Render the lines below as a numbered list, omitting any blank lines and excluding the pictures.

* EXCERPTED DATA
(begin)

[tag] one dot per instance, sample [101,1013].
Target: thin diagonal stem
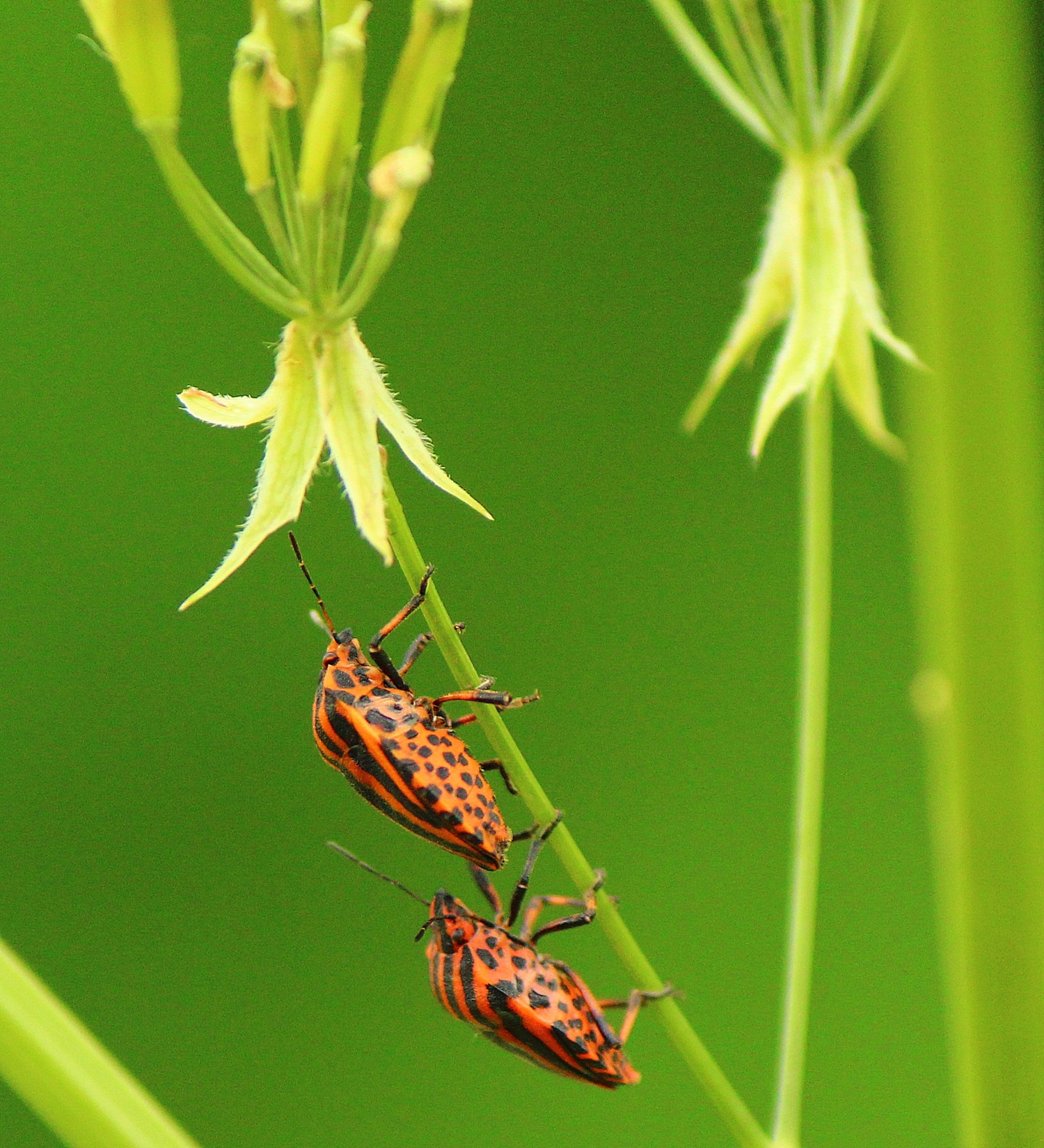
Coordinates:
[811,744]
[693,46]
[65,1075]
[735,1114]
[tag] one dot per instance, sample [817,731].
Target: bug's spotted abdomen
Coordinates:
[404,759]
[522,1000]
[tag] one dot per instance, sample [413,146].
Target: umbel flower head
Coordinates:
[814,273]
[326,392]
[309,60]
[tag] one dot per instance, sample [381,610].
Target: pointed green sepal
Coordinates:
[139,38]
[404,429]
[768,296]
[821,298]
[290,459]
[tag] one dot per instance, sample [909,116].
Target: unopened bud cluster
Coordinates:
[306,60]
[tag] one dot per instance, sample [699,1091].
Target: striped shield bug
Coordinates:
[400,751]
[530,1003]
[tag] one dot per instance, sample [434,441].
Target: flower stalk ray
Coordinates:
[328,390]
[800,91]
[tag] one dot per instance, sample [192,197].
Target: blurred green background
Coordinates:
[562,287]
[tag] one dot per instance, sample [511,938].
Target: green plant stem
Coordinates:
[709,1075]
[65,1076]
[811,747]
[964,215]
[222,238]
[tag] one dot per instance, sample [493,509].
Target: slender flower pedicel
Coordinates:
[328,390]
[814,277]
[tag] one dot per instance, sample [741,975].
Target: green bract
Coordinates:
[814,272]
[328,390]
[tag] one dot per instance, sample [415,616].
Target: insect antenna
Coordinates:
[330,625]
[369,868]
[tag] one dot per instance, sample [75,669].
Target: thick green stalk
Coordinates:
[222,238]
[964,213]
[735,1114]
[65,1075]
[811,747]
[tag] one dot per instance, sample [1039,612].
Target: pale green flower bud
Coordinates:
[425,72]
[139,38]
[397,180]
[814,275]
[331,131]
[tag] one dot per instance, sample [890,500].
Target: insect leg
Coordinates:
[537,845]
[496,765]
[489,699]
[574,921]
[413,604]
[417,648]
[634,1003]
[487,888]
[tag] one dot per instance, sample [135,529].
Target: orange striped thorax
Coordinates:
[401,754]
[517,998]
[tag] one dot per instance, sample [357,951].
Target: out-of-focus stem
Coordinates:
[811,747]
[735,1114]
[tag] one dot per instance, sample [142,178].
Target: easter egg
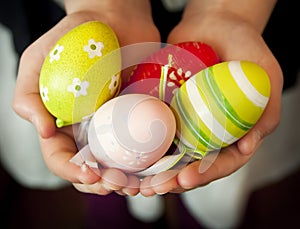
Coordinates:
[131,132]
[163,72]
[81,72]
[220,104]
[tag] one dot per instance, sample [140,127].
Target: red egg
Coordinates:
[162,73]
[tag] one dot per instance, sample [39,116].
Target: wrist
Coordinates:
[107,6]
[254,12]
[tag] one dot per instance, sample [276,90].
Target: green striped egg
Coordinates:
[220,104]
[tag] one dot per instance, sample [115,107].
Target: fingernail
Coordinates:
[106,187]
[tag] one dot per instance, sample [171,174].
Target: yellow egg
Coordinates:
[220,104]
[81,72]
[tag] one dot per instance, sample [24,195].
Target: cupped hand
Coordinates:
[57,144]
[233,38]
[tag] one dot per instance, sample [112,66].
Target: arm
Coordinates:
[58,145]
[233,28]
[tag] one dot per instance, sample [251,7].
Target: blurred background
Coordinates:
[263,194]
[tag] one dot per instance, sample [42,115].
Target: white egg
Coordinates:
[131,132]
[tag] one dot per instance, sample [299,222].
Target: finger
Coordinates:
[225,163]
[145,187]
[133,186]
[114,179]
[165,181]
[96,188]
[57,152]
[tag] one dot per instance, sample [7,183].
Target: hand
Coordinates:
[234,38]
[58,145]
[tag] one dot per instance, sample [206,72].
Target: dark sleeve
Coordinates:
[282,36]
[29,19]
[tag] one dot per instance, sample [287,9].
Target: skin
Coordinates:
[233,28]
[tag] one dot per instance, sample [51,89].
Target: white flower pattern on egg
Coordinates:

(end)

* EXERCISE ANSWER
1. [tag] one dot per instance, sample [101,1013].
2. Target: thin diagonal stem
3. Coordinates:
4. [811,744]
5. [693,46]
6. [65,1075]
7. [735,1114]
8. [tag] one dot per instance, sample [817,731].
9. Target: bug's spotted abdomen
10. Coordinates:
11. [404,759]
12. [522,1000]
13. [tag] one dot per instance, sample [413,146].
14. Target: umbel flower head
15. Coordinates:
16. [814,273]
17. [326,392]
18. [309,60]
19. [tag] one dot per instance, sample [381,610].
20. Target: pointed green sepal
21. Coordinates:
22. [139,38]
23. [404,429]
24. [768,296]
25. [821,298]
26. [290,459]
27. [tag] one dot per instance, sample [909,116].
28. Target: unopened bud cluster
29. Coordinates:
30. [306,60]
31. [tag] one dot per instance, sample [699,1091].
32. Target: striped shield bug
33. Coordinates:
34. [400,751]
35. [530,1003]
36. [tag] one dot per instance, sample [434,441].
37. Target: flower stalk ray
38. Coordinates:
39. [328,390]
40. [800,91]
41. [tag] one dot per instance, sample [192,197].
42. Target: blurred green background
43. Coordinates:
44. [562,287]
45. [tag] one dot per instance, sample [511,938].
46. Target: green plant stem
47. Coordinates:
48. [709,1075]
49. [65,1076]
50. [811,747]
51. [964,215]
52. [222,238]
53. [tag] one dot per instance, sample [493,509].
54. Target: slender flower pedicel
55. Coordinates:
56. [328,390]
57. [814,277]
58. [tag] one dot per instance, sample [741,975].
59. Target: green bract
60. Coordinates:
61. [814,272]
62. [328,390]
63. [tag] one dot per instance, sample [415,616].
64. Target: insect antenna
65. Coordinates:
66. [330,625]
67. [369,868]
68. [tag] one dot per instance, sample [75,669].
69. Target: thick green stalk
70. Coordinates:
71. [222,238]
72. [964,213]
73. [735,1114]
74. [65,1075]
75. [811,747]
76. [tag] one dot per instance, sample [1039,612].
77. Target: pale green flower bud
78. Coordinates:
79. [425,72]
80. [139,38]
81. [397,180]
82. [814,275]
83. [331,131]
84. [tag] one dot per instance, sample [890,500].
85. Target: insect leg
86. Coordinates:
87. [537,845]
88. [496,765]
89. [489,699]
90. [574,921]
91. [413,604]
92. [417,648]
93. [634,1003]
94. [487,888]
95. [tag] one dot per instance, sample [135,529].
96. Target: orange striped thorax
97. Coordinates:
98. [401,754]
99. [517,998]
100. [tag] one dot per instance, sample [357,951].
101. Target: out-of-focus stem
102. Coordinates:
103. [811,747]
104. [735,1114]
105. [tag] one dot per instance, sample [142,178].
106. Target: easter egg
107. Coordinates:
108. [131,132]
109. [163,72]
110. [81,72]
111. [220,104]
112. [tag] one dot per instance, sample [140,127].
113. Target: red egg
114. Coordinates:
115. [162,73]
116. [tag] one dot per instance, sample [39,116].
117. Target: wrist
118. Coordinates:
119. [107,6]
120. [254,12]
121. [tag] one dot per instance, sample [276,90].
122. Target: green striped egg
123. Coordinates:
124. [220,104]
125. [tag] one dot per instance, sample [115,107].
126. Target: fingernail
127. Coordinates:
128. [106,187]
129. [tag] one dot per instance, sample [171,174].
130. Target: yellow egg
131. Coordinates:
132. [220,104]
133. [81,72]
134. [tag] one dot per instance, sample [24,195].
135. Target: cupped hand
136. Coordinates:
137. [57,144]
138. [233,38]
139. [tag] one dot per instance, sample [112,66].
140. Target: arm
141. Coordinates:
142. [58,145]
143. [233,28]
144. [tag] one dot per instance, sample [251,7].
145. Target: blurred background
146. Coordinates:
147. [263,194]
148. [tag] one dot per instance, sample [42,115].
149. Target: white egg
150. Coordinates:
151. [131,132]
152. [tag] one dot per instance, sample [299,222].
153. Target: finger
154. Coordinates:
155. [225,163]
156. [145,187]
157. [133,186]
158. [114,179]
159. [165,181]
160. [96,188]
161. [57,152]
162. [tag] one dot per instance, sample [7,183].
163. Target: hand
164. Coordinates:
165. [234,38]
166. [58,145]
167. [tag] one dot per instance, sample [206,72].
168. Target: dark sleeve
169. Coordinates:
170. [282,36]
171. [29,19]
172. [tag] one dot per instance, sample [287,9].
173. Target: skin
174. Coordinates:
175. [233,28]
176. [tag] one dot per instance, sample [51,89].
177. Target: white flower pattern on egg
178. Coordinates:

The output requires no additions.